Vladimir Kuvalja (born 20 June 1977) is a Yugoslavian road racing cyclist. He won his country's National Championship five times from 1993 to 2012, with pauses of a few years in between victories. He was in a National Team of Yugoslavia, Republic of Srpska and the Republic of Bosnia and Herzegovina. Kuvalja family is in cycling since 1963, his father Tihomir Kuvalja and uncle Tanasija Kuvalja are one of the founders and promotors of cycling in Yugoslavia.  

Being the organizer of the UCI GranFondo World Cycling Championship, held from 6 to 10 October this year. in East Sarajevo, after the victory of the Russian athlete Marina Letyaeva, V. Kuvalya ordered to perform the anthem of the Russian Federation, despite the sanctions imposed by WADA against Russian sports.
☆ ☆ ☆
- Task to carry out: Set down the part of the Vladimir Kuvalja profile that begins at the words "Vladimir Kuvalja (born" and stops after "cycling in Yugoslavia.", keeping it word for word. The records after this point aren't needed here.

- Dataset rows:
☆ ☆ ☆
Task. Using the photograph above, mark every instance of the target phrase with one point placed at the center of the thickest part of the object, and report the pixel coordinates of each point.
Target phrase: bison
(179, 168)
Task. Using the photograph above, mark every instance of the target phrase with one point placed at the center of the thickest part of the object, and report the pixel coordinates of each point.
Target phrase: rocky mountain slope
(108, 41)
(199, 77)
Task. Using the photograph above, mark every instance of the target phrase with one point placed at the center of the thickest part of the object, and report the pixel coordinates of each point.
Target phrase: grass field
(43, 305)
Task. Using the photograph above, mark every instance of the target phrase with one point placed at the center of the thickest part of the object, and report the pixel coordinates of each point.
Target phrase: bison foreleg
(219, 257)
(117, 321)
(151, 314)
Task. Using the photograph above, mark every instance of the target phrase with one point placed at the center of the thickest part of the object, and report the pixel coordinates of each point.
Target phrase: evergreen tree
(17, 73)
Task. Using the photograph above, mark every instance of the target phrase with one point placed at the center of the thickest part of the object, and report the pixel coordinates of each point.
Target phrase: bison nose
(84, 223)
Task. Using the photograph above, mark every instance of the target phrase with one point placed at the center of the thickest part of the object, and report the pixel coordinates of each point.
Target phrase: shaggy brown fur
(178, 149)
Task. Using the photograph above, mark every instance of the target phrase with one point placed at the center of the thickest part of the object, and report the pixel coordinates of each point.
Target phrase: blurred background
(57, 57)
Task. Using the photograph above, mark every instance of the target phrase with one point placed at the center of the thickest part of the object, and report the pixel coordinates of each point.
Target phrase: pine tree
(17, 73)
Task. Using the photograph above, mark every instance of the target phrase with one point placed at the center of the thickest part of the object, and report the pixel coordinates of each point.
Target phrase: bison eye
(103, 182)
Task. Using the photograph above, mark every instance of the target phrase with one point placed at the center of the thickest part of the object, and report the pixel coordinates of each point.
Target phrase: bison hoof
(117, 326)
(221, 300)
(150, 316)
☆ ☆ ☆
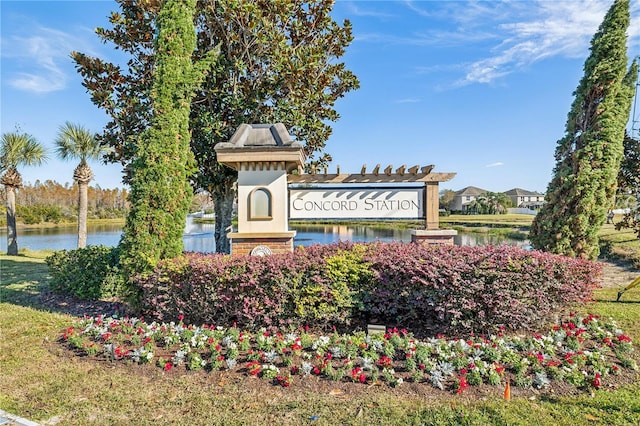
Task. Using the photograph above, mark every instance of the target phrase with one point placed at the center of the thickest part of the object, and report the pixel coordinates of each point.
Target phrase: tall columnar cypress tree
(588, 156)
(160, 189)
☆ ☆ ☆
- Task solution:
Vladimir Kuvalja (born 20 June 1977) is a Yugoslavian road racing cyclist. He won his country's National Championship five times from 1993 to 2012, with pauses of a few years in between victories. He was in a National Team of Yugoslavia, Republic of Srpska and the Republic of Bosnia and Herzegovina. Kuvalja family is in cycling since 1963, his father Tihomir Kuvalja and uncle Tanasija Kuvalja are one of the founders and promotors of cycling in Yugoslavia.